It does illustrate the reason why the police may have shot the old woman.  The fact that she was elderly and apparently somewhat blind and deaf does not have any meaning when a police officer has to decide if an armed person coming towards them in the darkness is a threat or not.  In Vetter's case, he clearly hesitated to shoot; it cost him his own life and it cost his family a husband and father.  The old man was unbalanced; too bad for him.

In this case, the old woman appeared to have done some unwise things.  Not to put too fine a point on it, but too bad for her.

That's why people who choose to carry and keep weapons MUST know how and when they may and may not use them.  When tragedy results, it won't be fun.

http://www.sanmarcosrecord.com/local/x1169226920/Cop-killer-dies-in-prison


----------



## aedrasteia (Sep 27, 2012)

Bill Mattocks said:


> I feel sorry for her family.  But to be very blunt, she messed up.  There are lessons here, though, for all gun owners or for those who want to be gun owners.
> 
> http://www.whptv.com/news/local/sto...-calling-9-1-1-to/e2b1kAsGUkSsmonZ-tQv_w.cspx
> http://www.digitaljournal.com/article/333608
> ...



Bill and others

*Her* mistakes?  Lessons for whom?  All reported information tells me she is not the competent person
I think you intend to address.

An 83 year old, frightened woman, poor vision and limited hearing who has a gun which she has fired at
something she thinks are intruders, goes outside en route to a relative's house near-by (still carrying the gun)
encounters someone else with a gun.

■ **Data section**:
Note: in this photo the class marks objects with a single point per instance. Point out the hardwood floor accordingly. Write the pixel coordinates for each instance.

■ **Written request 1**:
Answer these from the forum thread on the police shooting:
(a) What did Vetter's hesitation to shoot cost him and his family?
(b) What must people who choose to carry and keep weapons know?
(c) How old is the woman described in aedrasteia's reply?
■ **Written request 2**: Extend the forum thread on the police shooting, starting after its final sentence.

■ **Exercise output 1**:
(a) It cost him his own life, and it cost his family a husband and father.
(b) They must know how and when they may and may not use them.
(c) She is 83 years old.

■ **Exercise output 2**:
Am I the only person who wonders *why *this agitated, frightened and likely seriously upset, *perceptually impaired  *woman has access to a loaded firearm?  

Somebody in her family was OK with her having that gun. Unless it was a secret (highly unlikely).
Information about these issues is the missing core of this news report.

I will bet that she had no legitimate training or preparation what-so-ever, even
at a younger age.

Based on my experience working with women of all ages on self-protection and safety:
someone in her family thought it was OK for her to have this weapon - possibly even more than OK -
it's certainly likely that someone near to her provided the weapon (possibly but probably not at her
request).  For 'safety'.  If it was hers, acquired at an earlier age and level of competency, her family may 
have accepted her keeping it, despite her age, mental state and level of perceptual capacity. Even though
she was unable to use it responsibly, she still had it.

'Mistakes' ??  from a frightened 83 yr old woman, unable to see or hear clearly, highly agitated, terrified
and in an unfamiliar intensely adrenalized state ?    And no one anticipated this outcome?  No.  
Denial (in advance) serves useful purposes.

I'm hesitant to blame the LEs involved but I wonder about their training and prep . Too early for
criticism. ( how to approach w/caution - calm tone, use the lady's name) and I am sure the officer is devastated.

Angry, defensive enraged family members.  *But somebody gave that woman a gun or let her retain it*
despite her inability to use it responsibly: physical problems - mental confusion - impaired judgement.
And likely with no training of any kind. And  denial about her ability to see, hear, think clearly when frightened.

But her having that gun made people feel ok about her safety.

I began to address this strongly after multiple experiences with women (of different ages etc) bringing 
LOADED HANDGUNS, usually in purses, into classes and workshops.   LOADED.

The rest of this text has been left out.